## Фрагмент документа
▶

Валентина Павловна одета в чистое платье, передник, косынку. Она не выглядит худой, значит, родственники за ней действительно присматривают и ухаживают.

Я замечаю, что в квартире нет туалета.

— Бабушка Валя, ну простите, пожалуйста, за нескромный вопрос, а где у вас туалет?

— Дык на улице, миленькая моя. Туда и хожу – на улицу.

— И зимой?

— Ну а как ещё?

Должно быть, это душераздирающее зрелище. Нужником на улице никого не удивить, такое явление до сих пор есть и в России, и на Украине. Но одно дело, когда им пользуются относительно здоровые люди, и совсем другое – когда незрячая старушка, прокладывающая себе дорогу палочкой, под свист пуль и разрывы снарядов. Самое ужасное в этой истории то, что этот дом – единственная крыша над головой для Валентины Павловны. Не было бы его, куда бы она пошла?

— Бабушка Валя, а комнату в общежитии вам предлагали? Вы обращались за этим куда-нибудь?

— Насчёт хаты сын меня везде водил, говорят: «Живите, пока живёте тут. Мы вам комнату дадим, когда подойдёт очередь». Я вот только сегодня Валерику говорила: «Что будем делать?». Он говорит: «Мама, тебе же сказали. Что туда ходить без толку? Живи пока тут». Я и живу. Но всё равно, опасаюсь, вдруг попросят уйти отсюда? Ведь это-то чужое. Вдруг хозяйка, Жанна, сюда вернётся? И куда я тогда пойду?

◀

## Строки данных
▶

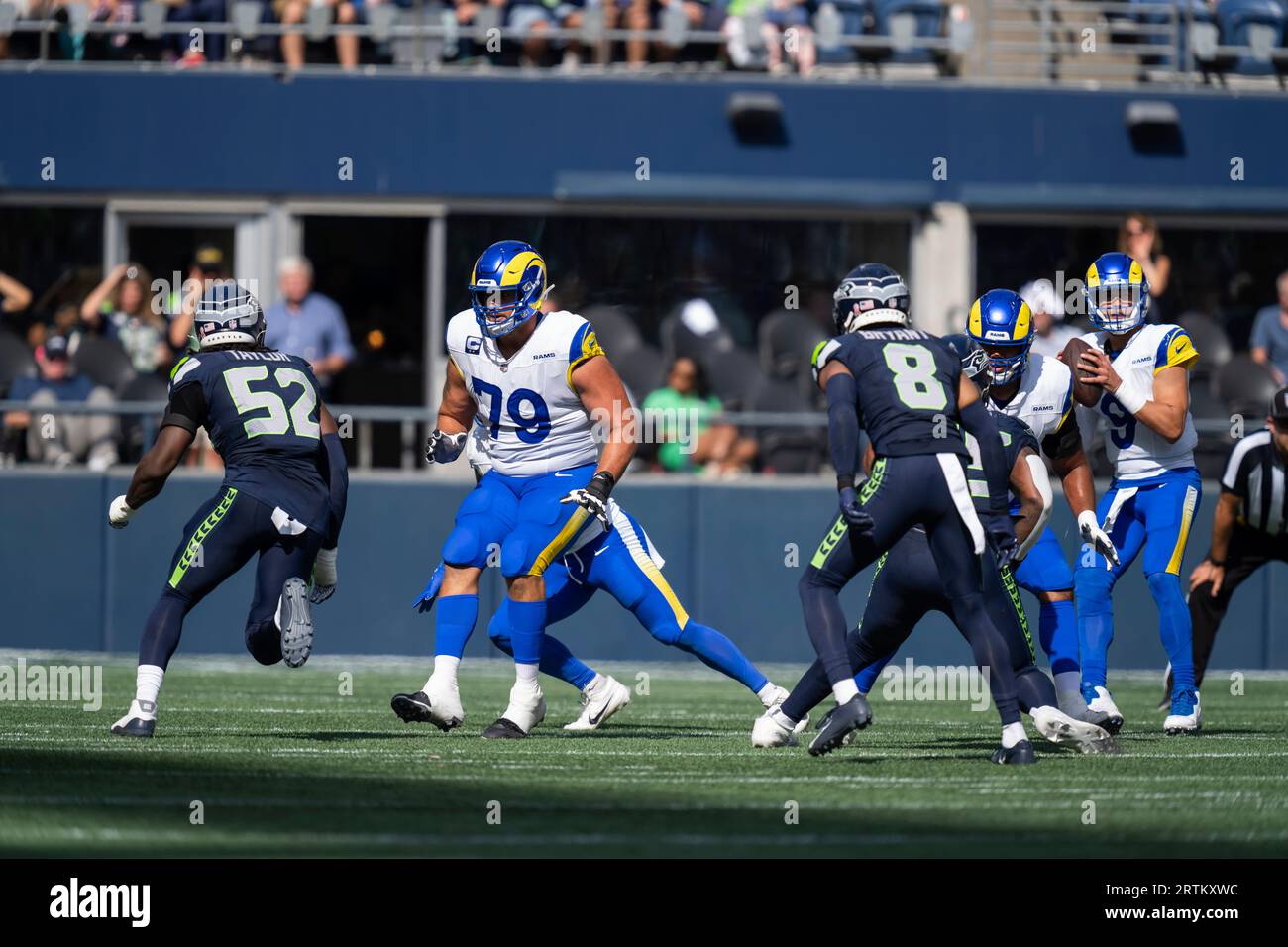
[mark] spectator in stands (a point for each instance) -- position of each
(62, 440)
(1048, 330)
(307, 324)
(1138, 239)
(532, 20)
(644, 14)
(1270, 334)
(13, 295)
(682, 412)
(206, 46)
(344, 12)
(125, 307)
(780, 16)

◀

## Задания для работы
(1) Замените в тексте о бабушке Вале «Валентины Павловны» на «бабушки Вали» и перепишите всё от «Должно быть, это» вниз до «за этим куда-нибудь?».
(2) Продолжите, пожалуйста, текст о бабушке Вале с того места, на котором он заканчивается.
Строки для выполнения заданий не понадобятся.

## Ответы к упражнению
(1)
Должно быть, это душераздирающее зрелище. Нужником на улице никого не удивить, такое явление до сих пор есть и в России, и на Украине. Но одно дело, когда им пользуются относительно здоровые люди, и совсем другое – когда незрячая старушка, прокладывающая себе дорогу палочкой, под свист пуль и разрывы снарядов. Самое ужасное в этой истории то, что этот дом – единственная крыша над головой для бабушки Вали. Не было бы его, куда бы она пошла?

— Бабушка Валя, а комнату в общежитии вам предлагали? Вы обращались за этим куда-нибудь?

(2)
— А сам сын ваш где? Почему к себе не заберёт вас? – задаю я вопрос, который уже некоторое время мучает меня.

— Ой, миленькая моя! Так куда же ему забирать? Он сам снял однокомнатную квартиру рядом здесь, и живут там вшестером!

— Шесть человек в одной комнате?

— Ну да! Куда же ему ещё меня туда брать? Он приходит ко мне каждый день почти, невестки приходят. Я на них не обижаюсь, дети у меня хорошие. Им самим трудно очень. Валерик сам небогатый, устроился вот на работу, а там не заплатили, обманули. Снова устроился – снова не заплатили. Очень тяжело сейчас с работой. Невестка в пекарне работает, булочки мне приносит мягкие каждый день. Я на них не обижаюсь, они помогают мне, как могут.

Страшная правда, без прикрас, о жизни нынешнего Донбасса: работы мало, работодатели, пользуясь стремлением людей заработать хоть какую-то копейку, нанимают их на работу, после, использовав их труд, кидают. К счастью, так не везде, есть и честные люди, исправно оплачивающие работу наёмного персонала. Но есть и мошенники. Мизерные зарплаты, которые могут и не выплатить, высокие цены, разбитые дома, которые крайне медленно восстанавливают (или не восстанавливают вовсе), и постоянные обстрелы, которым не видно конца.

— А если бы вот прямо завтра вам дали комнату в общежитии, вы бы туда пошли?

— Не знаю, миленькая. Если бы всем нам дали, может быть. А так кто там за мной ухаживать будет, кормить, стирать? Я же беспомощная… Да и смолоду я здесь живу, как только замуж вышла, так и живу. Не знаю.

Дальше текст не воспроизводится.